[Stored data]

┌──

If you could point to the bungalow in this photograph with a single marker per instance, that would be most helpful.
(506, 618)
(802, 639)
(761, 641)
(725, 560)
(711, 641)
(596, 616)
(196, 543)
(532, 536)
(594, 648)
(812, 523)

└──

Goal: Please retype every line of the records above word for word.

Task output:
If you could point to the bungalow in this photograph with a single marker per instance, that would be most helpful.
(506, 618)
(802, 639)
(761, 641)
(725, 560)
(711, 641)
(596, 616)
(196, 543)
(532, 536)
(594, 648)
(812, 523)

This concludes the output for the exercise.